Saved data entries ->

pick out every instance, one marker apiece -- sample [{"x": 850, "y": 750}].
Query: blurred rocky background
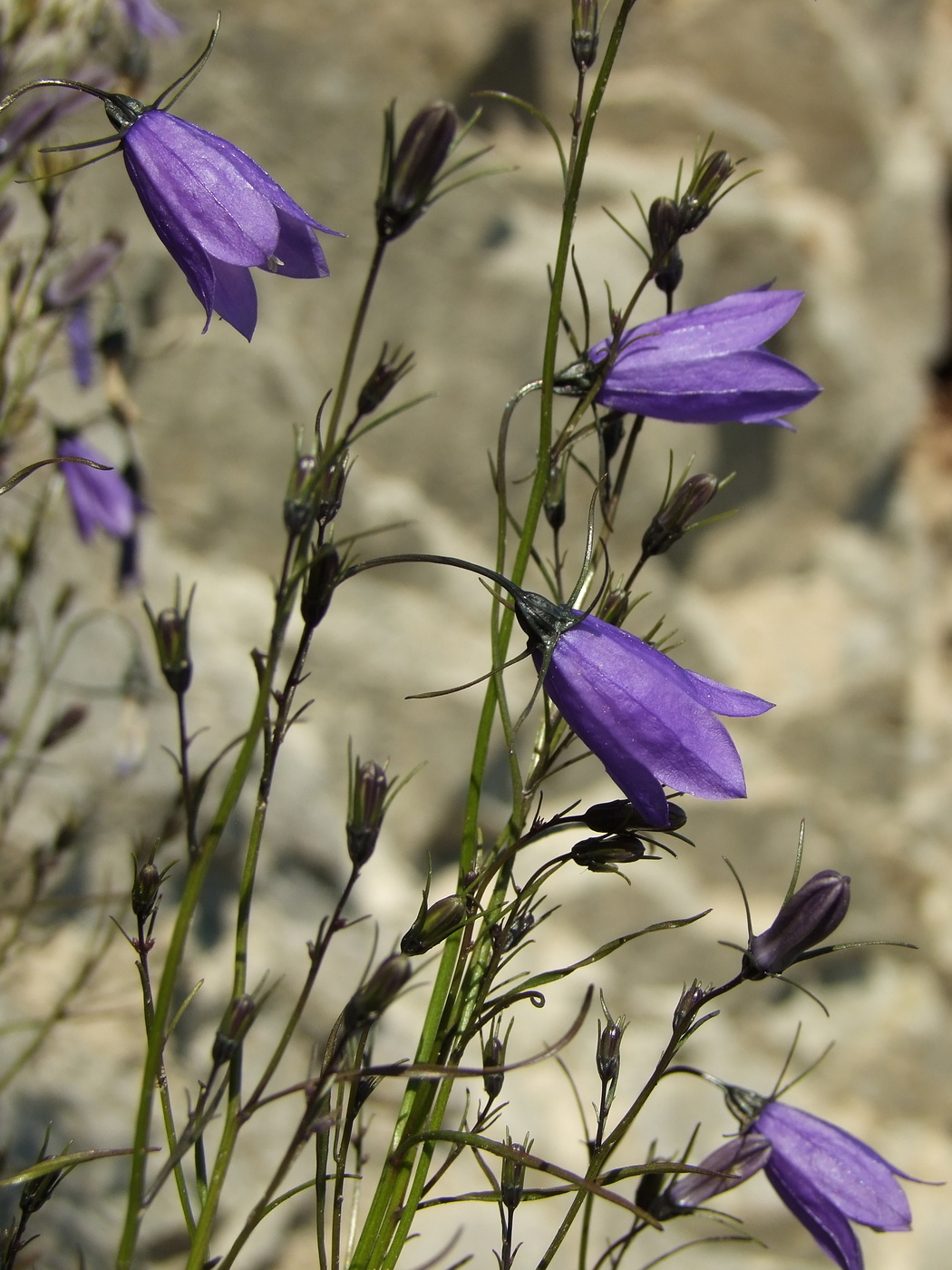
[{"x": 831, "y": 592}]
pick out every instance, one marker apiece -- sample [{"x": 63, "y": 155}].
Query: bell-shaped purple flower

STATED GOAL -> Lay out every one of the rows above as a numbered list, omitting blank lines and leaving out the pictures.

FULL SOLUTION ->
1. pick out every instance, one marker apiece -- sample [{"x": 850, "y": 750}].
2. Query: blurred rocky background
3. [{"x": 831, "y": 592}]
4. pick out every instance, one marker apiece -- sample [{"x": 63, "y": 155}].
5. Query: bell-shaped purple flower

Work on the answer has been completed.